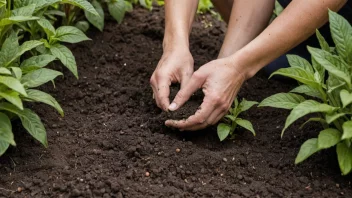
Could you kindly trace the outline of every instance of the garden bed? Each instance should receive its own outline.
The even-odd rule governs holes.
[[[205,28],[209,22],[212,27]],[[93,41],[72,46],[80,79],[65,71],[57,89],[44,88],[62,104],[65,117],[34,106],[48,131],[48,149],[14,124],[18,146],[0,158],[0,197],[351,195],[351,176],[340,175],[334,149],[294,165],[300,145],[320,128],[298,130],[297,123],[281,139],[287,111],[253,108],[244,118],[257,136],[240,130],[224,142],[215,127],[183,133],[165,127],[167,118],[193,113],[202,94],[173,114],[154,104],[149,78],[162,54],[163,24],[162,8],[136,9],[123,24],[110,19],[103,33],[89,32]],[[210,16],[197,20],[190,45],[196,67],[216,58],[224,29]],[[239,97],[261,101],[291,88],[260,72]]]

---

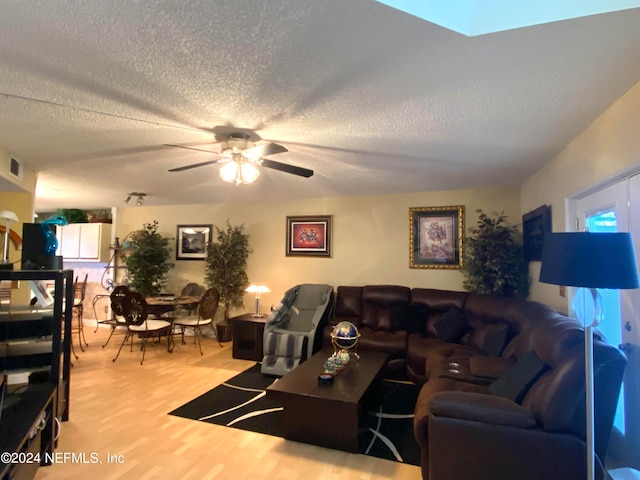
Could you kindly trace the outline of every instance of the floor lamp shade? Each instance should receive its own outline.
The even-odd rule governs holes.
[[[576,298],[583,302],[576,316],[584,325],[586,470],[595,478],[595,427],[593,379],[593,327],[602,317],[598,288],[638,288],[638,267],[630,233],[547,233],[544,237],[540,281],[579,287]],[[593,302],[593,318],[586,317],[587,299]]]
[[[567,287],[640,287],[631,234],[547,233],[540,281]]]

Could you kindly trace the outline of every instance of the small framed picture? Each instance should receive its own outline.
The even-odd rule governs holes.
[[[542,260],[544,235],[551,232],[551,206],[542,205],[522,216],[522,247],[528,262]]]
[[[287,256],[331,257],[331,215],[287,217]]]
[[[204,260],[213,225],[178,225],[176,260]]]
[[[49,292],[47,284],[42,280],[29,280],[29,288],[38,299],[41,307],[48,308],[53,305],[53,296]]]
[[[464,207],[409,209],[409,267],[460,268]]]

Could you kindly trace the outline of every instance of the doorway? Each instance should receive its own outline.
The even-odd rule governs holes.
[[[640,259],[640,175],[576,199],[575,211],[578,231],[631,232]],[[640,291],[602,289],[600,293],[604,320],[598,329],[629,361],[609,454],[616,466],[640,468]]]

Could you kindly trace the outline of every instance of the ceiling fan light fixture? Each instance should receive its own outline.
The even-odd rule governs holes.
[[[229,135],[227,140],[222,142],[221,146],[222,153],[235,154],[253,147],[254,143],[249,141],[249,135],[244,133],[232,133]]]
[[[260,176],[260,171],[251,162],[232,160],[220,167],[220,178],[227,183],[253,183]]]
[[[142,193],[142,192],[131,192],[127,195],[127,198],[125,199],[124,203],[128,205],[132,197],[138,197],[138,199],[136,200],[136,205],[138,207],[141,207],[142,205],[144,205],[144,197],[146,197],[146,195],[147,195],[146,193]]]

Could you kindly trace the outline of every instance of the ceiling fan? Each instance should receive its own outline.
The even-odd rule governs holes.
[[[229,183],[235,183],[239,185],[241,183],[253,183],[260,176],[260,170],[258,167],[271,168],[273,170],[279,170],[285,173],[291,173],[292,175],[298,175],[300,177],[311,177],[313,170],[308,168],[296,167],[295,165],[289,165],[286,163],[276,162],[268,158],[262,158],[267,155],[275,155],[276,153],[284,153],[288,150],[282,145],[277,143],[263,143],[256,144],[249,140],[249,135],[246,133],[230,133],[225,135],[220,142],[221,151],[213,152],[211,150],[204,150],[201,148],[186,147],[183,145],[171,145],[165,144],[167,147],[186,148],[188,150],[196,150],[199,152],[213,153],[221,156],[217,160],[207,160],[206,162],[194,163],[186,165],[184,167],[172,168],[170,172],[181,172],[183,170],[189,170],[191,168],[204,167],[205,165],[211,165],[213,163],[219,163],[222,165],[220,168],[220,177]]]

▶ The problem
Go through the material and report each line that holds the string "ceiling".

▶ Reply to the task
Could you kindly trace the outline of every instance of the ceiling fan light fixture? Each instance should receive its own outline.
Could you kindly trace the outline of every instance of the ceiling fan? Each instance should receive its own outline.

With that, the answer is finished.